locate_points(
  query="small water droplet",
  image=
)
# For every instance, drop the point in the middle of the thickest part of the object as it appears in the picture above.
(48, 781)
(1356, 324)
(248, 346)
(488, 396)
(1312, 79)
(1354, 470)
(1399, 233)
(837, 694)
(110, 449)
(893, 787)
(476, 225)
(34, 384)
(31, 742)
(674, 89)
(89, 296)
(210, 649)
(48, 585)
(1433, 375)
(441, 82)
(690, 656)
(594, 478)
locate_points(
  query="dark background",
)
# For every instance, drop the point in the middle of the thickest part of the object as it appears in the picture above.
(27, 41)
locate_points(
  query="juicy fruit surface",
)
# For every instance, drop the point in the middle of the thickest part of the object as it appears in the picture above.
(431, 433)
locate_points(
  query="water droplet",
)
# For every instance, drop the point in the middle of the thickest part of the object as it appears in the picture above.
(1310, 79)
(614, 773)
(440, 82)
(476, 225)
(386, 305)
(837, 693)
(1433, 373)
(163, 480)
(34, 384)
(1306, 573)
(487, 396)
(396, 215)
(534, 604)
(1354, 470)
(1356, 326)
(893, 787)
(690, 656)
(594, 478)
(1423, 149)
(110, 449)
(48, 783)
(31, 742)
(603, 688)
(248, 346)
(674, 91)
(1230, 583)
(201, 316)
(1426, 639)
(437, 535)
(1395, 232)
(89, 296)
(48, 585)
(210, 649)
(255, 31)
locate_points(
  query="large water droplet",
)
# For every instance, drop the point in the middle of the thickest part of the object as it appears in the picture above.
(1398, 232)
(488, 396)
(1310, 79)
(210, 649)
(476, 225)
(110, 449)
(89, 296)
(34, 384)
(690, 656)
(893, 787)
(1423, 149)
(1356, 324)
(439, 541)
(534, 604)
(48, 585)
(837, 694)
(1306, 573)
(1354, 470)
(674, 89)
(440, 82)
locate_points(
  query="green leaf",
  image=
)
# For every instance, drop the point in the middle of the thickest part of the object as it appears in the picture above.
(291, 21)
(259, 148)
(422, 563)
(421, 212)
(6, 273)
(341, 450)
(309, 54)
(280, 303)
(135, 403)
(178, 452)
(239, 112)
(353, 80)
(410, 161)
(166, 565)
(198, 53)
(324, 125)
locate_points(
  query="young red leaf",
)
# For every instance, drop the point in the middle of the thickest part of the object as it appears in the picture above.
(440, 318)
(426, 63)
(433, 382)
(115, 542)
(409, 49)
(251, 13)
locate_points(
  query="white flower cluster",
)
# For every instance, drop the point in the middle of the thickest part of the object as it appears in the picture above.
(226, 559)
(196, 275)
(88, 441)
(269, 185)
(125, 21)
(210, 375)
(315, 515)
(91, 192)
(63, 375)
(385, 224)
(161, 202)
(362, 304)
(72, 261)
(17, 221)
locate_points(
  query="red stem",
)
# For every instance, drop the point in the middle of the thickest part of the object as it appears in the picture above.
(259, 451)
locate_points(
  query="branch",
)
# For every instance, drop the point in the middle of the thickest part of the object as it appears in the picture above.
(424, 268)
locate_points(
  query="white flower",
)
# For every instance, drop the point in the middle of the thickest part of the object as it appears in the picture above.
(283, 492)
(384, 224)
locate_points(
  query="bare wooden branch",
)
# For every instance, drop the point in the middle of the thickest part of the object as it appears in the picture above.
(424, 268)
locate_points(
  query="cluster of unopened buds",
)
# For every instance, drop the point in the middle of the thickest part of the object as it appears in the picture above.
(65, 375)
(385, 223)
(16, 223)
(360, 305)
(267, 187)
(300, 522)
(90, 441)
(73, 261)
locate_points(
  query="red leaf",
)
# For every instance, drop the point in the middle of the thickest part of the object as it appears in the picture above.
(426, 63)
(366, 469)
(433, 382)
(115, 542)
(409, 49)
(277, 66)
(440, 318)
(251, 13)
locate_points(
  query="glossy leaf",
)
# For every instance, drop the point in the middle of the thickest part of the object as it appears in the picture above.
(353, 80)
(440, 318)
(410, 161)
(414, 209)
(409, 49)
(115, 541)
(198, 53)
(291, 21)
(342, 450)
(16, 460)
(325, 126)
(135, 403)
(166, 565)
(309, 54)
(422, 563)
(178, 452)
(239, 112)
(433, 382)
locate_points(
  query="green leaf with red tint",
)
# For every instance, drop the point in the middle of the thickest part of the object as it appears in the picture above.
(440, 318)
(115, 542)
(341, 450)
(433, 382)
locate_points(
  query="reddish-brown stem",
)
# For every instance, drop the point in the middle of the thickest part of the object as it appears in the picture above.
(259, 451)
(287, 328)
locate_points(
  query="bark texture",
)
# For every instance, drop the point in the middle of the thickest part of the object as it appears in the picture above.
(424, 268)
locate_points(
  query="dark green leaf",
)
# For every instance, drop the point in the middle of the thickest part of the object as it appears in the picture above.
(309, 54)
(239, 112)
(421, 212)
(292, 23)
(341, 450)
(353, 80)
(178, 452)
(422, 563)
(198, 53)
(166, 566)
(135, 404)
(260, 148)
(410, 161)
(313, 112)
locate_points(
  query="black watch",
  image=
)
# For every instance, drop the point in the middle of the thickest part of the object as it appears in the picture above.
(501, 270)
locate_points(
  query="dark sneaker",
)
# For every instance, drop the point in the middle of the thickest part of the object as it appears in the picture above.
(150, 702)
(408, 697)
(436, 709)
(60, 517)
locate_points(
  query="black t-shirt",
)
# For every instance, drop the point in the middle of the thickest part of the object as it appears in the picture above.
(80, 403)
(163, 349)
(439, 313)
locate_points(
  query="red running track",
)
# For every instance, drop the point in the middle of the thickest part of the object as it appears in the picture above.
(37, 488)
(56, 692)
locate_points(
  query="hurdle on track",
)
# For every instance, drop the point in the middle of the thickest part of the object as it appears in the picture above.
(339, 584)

———

- Aim
Return every line of the listing above that contains the word "flower".

- Exercise output
  query="white flower cluster",
  query="white flower",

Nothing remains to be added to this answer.